Telcos including Airtel, Idea Cellular and Vodafone have been aggressively marketing their services to woo subscribers from other networks, who were looking for switching operators

Telcos including Airtel, Idea Cellular and Vodafone have been aggressively marketing their services to woo subscribers from other networks, who were looking for switching operators

New Delhi: About a fortnight after the national roll-out of Mobile Number Portability (MNP) service, more than 17 lakh mobile subscribers have opted for the facility, that allows users to change their service provider while retaining the number, reports PTI quoting the Telecom Regulatory Authority of India (TRAI).

The MNP service was introduced on a pilot basis in Haryana on 25 November 2010 and later rolled out pan-India from 20th January this year.

Of the total 17.11 lakh requests received, about 2.29 lakh were from Haryana circle where MNP was first implemented, TRAI said in a statement.

In other circles, Gujarat saw the highest number of switching requests at 1.67 lakh, followed by Rajasthan (1.44 lakh) in Zone-I (Northern and Western India).

Required actions:
a - In the mobile number portability report, why have telcos such as Airtel, Idea Cellular and Vodafone been aggressively marketing their services?
b - For each statement, say whether it agrees with the mobile number portability report, answering yes or no and quoting the words of the report that decide it: (i) MNP was first introduced on a pilot basis in Haryana. (ii) Rajasthan received more switching requests than Gujarat. (iii) MNP lets users change their service provider while keeping their number.
c - Write the next part of the mobile number portability report, continuing from its final sentence.

Extracted material:
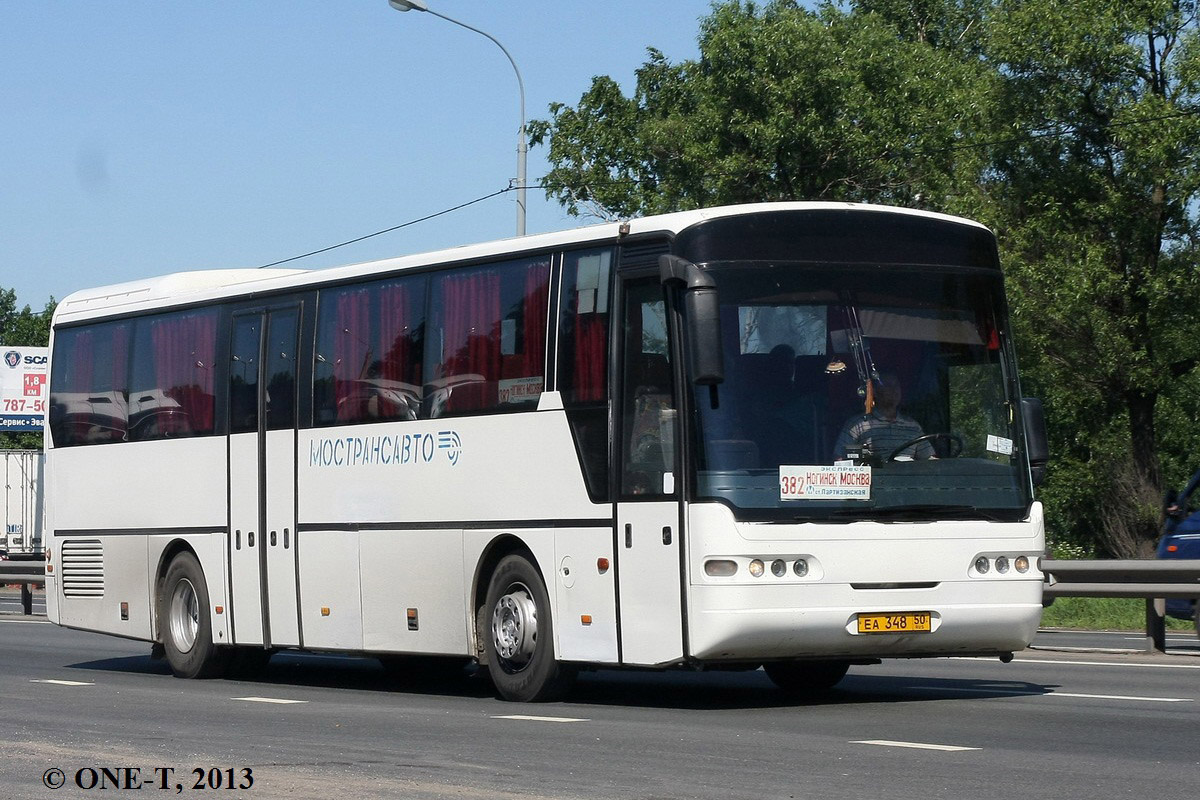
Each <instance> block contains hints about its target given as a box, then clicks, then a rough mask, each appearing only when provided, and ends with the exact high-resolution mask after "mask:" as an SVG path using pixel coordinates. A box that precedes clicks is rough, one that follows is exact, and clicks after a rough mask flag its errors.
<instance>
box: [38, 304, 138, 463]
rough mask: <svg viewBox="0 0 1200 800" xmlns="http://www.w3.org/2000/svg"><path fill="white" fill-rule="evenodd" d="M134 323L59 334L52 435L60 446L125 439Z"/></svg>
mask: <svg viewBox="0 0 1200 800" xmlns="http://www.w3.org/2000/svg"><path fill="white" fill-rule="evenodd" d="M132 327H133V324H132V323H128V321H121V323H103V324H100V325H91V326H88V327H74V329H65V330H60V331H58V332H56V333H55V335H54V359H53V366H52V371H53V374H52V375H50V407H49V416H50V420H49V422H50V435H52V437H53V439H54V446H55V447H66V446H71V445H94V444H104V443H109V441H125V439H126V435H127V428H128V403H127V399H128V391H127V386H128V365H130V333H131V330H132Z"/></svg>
--
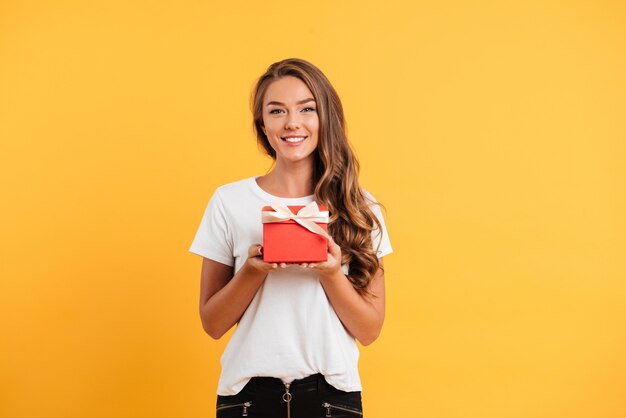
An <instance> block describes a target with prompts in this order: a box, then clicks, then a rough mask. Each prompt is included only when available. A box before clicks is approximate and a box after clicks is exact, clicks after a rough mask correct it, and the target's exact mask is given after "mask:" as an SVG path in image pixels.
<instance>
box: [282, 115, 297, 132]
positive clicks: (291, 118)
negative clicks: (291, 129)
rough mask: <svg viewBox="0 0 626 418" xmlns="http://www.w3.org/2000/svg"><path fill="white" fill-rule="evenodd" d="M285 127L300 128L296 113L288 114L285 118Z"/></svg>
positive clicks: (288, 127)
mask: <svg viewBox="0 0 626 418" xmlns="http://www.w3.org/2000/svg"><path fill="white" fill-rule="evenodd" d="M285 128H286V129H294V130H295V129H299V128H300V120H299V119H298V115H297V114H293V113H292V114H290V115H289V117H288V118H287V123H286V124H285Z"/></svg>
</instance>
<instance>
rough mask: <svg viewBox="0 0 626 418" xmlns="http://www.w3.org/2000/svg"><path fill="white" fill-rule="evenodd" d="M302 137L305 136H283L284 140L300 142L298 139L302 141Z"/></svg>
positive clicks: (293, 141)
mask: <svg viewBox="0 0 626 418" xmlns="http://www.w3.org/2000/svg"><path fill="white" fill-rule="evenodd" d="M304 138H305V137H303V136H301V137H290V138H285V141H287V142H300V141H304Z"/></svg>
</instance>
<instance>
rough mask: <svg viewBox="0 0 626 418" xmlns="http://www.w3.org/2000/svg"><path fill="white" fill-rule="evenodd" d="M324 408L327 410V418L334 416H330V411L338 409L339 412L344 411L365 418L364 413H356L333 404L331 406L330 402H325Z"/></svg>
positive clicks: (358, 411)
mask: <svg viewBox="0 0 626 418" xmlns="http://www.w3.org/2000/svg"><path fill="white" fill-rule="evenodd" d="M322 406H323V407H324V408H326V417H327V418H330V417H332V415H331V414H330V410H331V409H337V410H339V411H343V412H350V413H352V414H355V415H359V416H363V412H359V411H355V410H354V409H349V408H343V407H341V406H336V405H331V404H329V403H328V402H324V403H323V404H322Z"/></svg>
==
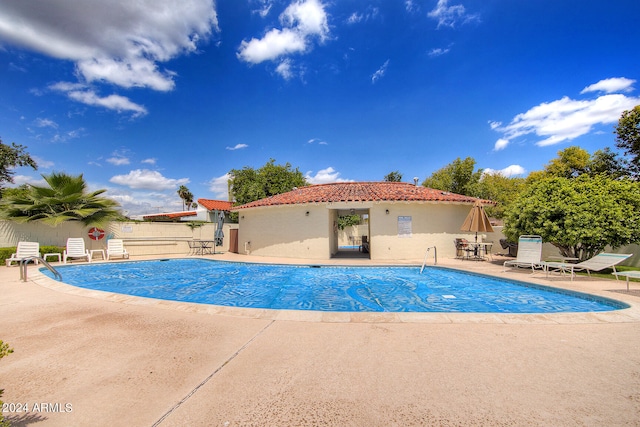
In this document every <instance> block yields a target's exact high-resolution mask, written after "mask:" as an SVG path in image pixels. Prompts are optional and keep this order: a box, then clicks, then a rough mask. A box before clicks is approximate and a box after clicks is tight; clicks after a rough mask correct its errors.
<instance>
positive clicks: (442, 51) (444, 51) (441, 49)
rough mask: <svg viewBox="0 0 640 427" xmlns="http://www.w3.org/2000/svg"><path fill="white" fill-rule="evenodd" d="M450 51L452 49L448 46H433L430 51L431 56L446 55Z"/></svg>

Numbered answers:
a - They have been marketing aggressively to woo subscribers from other networks who were looking to switch operators.

b -
(i) Yes: "The MNP service was introduced on a pilot basis in Haryana on 25 November 2010"
(ii) No: "Gujarat saw the highest number of switching requests at 1.67 lakh, followed by Rajasthan (1.44 lakh)"
(iii) Yes: "allows users to change their service provider while retaining the number"

c -
In MNP Zone-II (Southern and Eastern region), maximum number of requests were received in Karnataka (1.16 lakh) and Tamil Nadu (1.14 lakh) circles

TRAI said it is constantly monitoring the implementation of the service. It noted that certain requests were rejected by telecom operators because subscribers had quoted incorrect Unique Porting Code (a unique number given to a subscriber who wants to change his operator) in the porting form.

The rejection was also on account of non-payment of outstanding bill and non-completion of 90 days from the date of activation of mobile number.

Telcos including Airtel, Idea Cellular and Vodafone have been aggressively marketing their services to woo subscribers from other networks, who were looking for switching operators.

With the roll-out of MNP, subscribers will look at changing operators if they are not satisfied with the network coverage or customer care services, say operators.

Customers have to pay a maximum of Rs19 to an operator to change their network and the new operator has the option to either waive the fee or reduce it. However, a consumer would be required to continue with an operator for a minimum period of three months in order to avail the MNP service.

The authority has also instructed telecom operators to strictly comply with the provisions of MNP regulations based on complaints received from subscribers saying they were unable to get the process started.

India is the fastest growing telecom market in the world with a monthly addition of about 15 million subscribers.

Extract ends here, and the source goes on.